NATAL, RN (FOLHAPRESS) – “Já estou em casa. Vou começar a treinar mais tarde. As coisas começam tudo do zero de agora em diante. Agora é pensar nos próximos desafios. É nós! Já, já papai vai surfar.”
O sol não havia nem nascido nesta sexta (30) quando Ítalo Ferreira, primeiro medalhista de ouro do Brasil nos Jogos de Tóquio, entrou na casa dele em Baía Formosa (RN), cidade onde nasceu e pegou as primeiras ondas. Poucas horas depois já estava no mar, surfando sob o olhar admirado dos conterrâneos.
O campeão olímpico desembarcou em sua terra natal durante a madrugada para, segundo ele, evitar aglomerações, uma preocupação diante do risco de contaminação por Covid. E já estava com roteiro definido: “Vocês vão me ver na praia. Estarei surfando em algum lugar”, disse Italo nas redes sociais.
É entre falésias e ondas da praia na qual deu os primeiros passos no esporte -no início, por falta de recursos, usava tampas de caixas de isopor como prancha- que o surfista vai se preparar para a próxima etapa do Circuito Mundial de Surfe, entre 10 e 20 de agosto, em Barra de la Cruz, no México.

****

Atividades para fazer:
[1] Reescreva de forma mais curta o parágrafo da reportagem sobre Ítalo Ferreira que começa com "O campeão olímpico desembarcou", mantendo os fatos principais.
[2] Continue a reportagem sobre Ítalo Ferreira a partir da última frase mostrada.
As linhas que vêm depois deste texto não entram nesta atividade.

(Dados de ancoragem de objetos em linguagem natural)
****

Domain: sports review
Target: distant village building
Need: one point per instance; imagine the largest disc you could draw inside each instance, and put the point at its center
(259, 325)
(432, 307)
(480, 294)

****

Respostas em ordem:
[1] Ítalo Ferreira chegou à terra natal de madrugada. Segundo ele, foi para evitar aglomerações por causa do risco de Covid. Nas redes sociais, avisou que estaria surfando em alguma praia.

[2]
A ideia de Italo é ficar “três ou quatro dias” com a família e treinar –sem desfile pelas ruas da cidade ou eventos para exibição da medalha de ouro que carrega com orgulho no peito.
Será um cenário bem diferente do de 2019, quando conquistou o título da WSL (Liga Mundial de Surfe). À época, cruzou as ruas de Baía Formosa com o troféu em um caminhão do Corpo de Bombeiros, seguido por crianças e adultos. Em São Paulo, primeira parada no retorno ao Brasil, Italo disse, na tarde desta quinta-feira (29), ter ficado impressionado com a reação dos brasileiros após a vitória no Japão.
Para o surfista, é estranho receber tanto reconhecimento. “Não estava acostumado. Tem realmente outro público agora, que quer saber um pouco mais do que eu faço, como eu vivo”, afirmou o campeão olímpico.
Homenagens nas redes sociais e mensagens de pessoas do país inteiro o deixaram “em choque”. “Você leva uma bandeira, você leva uma nação com você”, acrescentou sobre o carinho que tem recebido.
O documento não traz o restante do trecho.